TEXT PROVIDED:
start

Daily Life Lessons from Rabbi Heschel

Year 4 Day 240

“We must recognize that repentance has yet to begin! Each person must examine whether one is part of a movement forced upon us by the environment or whether one is personally motivated, whether one is responding to a pressure from outside or to an internal sense of urgency. At stake is not the sincerity of the motivation but the earnestness and honesty of its expression.” (Moral Grandeur and Spiritual Audacity pg. 70)

On Thursday and Friday I wrote about the communal responsibility for T’Shuvah and asked us to ask ourselves if we are holding our community responsible for the good and not good that it has perpetrated. Here is the bridge, I believe, from the communal to the personal. Because whatever the community does, it does in our name as well as the community’s name-so We the People are co-responsible as Rabbi Heschel teaches elsewhere: “In a free society some are guilty, all are responsible.”

The teaching above may sound harsh, it may sound scolding - I can understand this interpretation - yet, I hear it as pleading, as a cry, much like the cries of the prophets of Ancient Israel, much like the cries of the slaves in Egypt, much like the cries of the Negroes in America, much like the cries of decent people everywhere who are being persecuted and prosecuted based on the color of their skin, their country of origin, their religion, their sexual orientation, etc. Whenever we are not able to speak truth to power, whenever we go along with the bastardization of the Bible by idolators posing as priests (like in the times of the prophets) we can not claim on Kol Nidre nor on Yom Kippur: “Salachti Ki’Dvorecha, I have forgiven as you have spoken” because our words and our actions are still misaligned, still incongruent; our actions are cruel and unusual punishment of our supposed enemies, they go against the words of Proverbs: “If your enemy is thirsty, give them drink…”. Before we go to Synagogue on Kol Nidre, the teaching above forces us to look deep inside of ourselves and ask if we are sincere, if we are responding to the call of our souls, if we are so closed off from our inner life, we just are phoning it in with no resolve to actually change.

end

MATERIAL SUPPLIED:
start

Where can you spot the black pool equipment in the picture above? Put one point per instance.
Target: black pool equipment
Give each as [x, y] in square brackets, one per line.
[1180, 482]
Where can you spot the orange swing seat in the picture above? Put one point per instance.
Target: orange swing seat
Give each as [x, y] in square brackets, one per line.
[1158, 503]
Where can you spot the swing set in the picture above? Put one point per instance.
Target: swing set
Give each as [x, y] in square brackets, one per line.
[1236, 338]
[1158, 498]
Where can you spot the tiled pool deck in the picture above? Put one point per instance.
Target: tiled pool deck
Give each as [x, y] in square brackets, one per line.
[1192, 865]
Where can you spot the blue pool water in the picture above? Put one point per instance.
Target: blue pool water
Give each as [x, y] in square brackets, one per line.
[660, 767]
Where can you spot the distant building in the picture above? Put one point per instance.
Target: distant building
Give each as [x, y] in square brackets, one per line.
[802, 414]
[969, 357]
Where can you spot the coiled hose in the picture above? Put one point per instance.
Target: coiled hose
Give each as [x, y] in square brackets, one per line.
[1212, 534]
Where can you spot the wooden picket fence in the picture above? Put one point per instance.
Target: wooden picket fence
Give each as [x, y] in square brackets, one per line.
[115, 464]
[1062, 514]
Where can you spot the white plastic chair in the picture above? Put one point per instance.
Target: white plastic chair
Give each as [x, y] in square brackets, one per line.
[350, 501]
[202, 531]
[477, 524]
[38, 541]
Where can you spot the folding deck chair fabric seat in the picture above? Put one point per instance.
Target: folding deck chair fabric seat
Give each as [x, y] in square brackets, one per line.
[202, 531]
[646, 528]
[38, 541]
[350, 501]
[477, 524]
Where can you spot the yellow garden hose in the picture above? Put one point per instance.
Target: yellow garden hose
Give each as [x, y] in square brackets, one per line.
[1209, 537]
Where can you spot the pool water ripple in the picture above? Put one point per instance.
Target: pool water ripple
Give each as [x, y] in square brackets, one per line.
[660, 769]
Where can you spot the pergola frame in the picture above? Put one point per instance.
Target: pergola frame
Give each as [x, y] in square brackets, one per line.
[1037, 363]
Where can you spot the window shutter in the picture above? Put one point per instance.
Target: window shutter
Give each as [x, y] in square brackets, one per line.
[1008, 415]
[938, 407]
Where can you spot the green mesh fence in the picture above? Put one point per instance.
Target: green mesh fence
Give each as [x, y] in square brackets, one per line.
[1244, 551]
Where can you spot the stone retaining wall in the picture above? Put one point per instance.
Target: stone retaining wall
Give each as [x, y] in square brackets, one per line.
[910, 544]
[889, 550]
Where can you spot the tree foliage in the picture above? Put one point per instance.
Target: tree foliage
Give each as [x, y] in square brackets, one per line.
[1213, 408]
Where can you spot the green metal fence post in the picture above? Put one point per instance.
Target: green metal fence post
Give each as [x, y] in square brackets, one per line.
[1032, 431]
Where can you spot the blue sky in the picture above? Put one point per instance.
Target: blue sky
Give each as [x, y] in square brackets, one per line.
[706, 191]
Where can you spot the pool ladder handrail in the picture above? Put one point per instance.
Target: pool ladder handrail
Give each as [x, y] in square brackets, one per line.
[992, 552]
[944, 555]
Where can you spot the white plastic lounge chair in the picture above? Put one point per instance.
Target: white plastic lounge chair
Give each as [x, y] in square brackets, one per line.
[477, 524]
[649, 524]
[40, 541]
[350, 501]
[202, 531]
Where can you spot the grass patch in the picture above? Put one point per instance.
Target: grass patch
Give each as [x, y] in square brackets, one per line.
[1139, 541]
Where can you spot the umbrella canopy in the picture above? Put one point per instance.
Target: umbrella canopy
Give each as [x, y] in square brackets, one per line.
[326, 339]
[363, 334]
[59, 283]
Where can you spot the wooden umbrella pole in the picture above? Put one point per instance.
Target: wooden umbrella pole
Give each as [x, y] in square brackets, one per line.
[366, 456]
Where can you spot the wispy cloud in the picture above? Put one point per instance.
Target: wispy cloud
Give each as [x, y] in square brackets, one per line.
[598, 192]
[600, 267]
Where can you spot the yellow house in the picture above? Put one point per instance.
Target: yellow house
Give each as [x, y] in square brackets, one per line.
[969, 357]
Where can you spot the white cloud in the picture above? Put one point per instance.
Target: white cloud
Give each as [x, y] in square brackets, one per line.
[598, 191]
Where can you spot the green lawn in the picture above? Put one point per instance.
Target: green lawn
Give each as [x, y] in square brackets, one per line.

end

WORK INSTRUCTIONS:
• a. Reproduce the passage of the reflection on repentance starting at "Year 4 Day 240" and ending at "Audacity pg. 70)".
• b. Rewrite the records starting at their first line and ending at the line containing "[1192, 865]", with both ends included. Keep the requests, multiply every coordinate in the answers by 2.25, and round each result to a whole number, with halves rounded up.
The records are unrelated to the reflection on repentance.

EXERCISE RESPONSES:
• a.
Year 4 Day 240

“We must recognize that repentance has yet to begin! Each person must examine whether one is part of a movement forced upon us by the environment or whether one is personally motivated, whether one is responding to a pressure from outside or to an internal sense of urgency. At stake is not the sincerity of the motivation but the earnestness and honesty of its expression.” (Moral Grandeur and Spiritual Audacity pg. 70)

• b.
Where can you spot the black pool equipment in the picture above? Put one point per instance.
Target: black pool equipment
Give each as [x, y] in square brackets, one per line.
[2655, 1085]
Where can you spot the orange swing seat in the picture above? Put one point per instance.
Target: orange swing seat
Give each as [x, y] in square brackets, one per line.
[2606, 1132]
Where can you spot the swing set in the picture above? Put one point per instance.
Target: swing set
Give each as [x, y] in square brackets, one per line.
[2781, 761]
[2606, 1121]
Where can you spot the tiled pool deck in the picture above? Put one point per instance.
Target: tiled pool deck
Give each as [x, y] in square brackets, one per line.
[2682, 1946]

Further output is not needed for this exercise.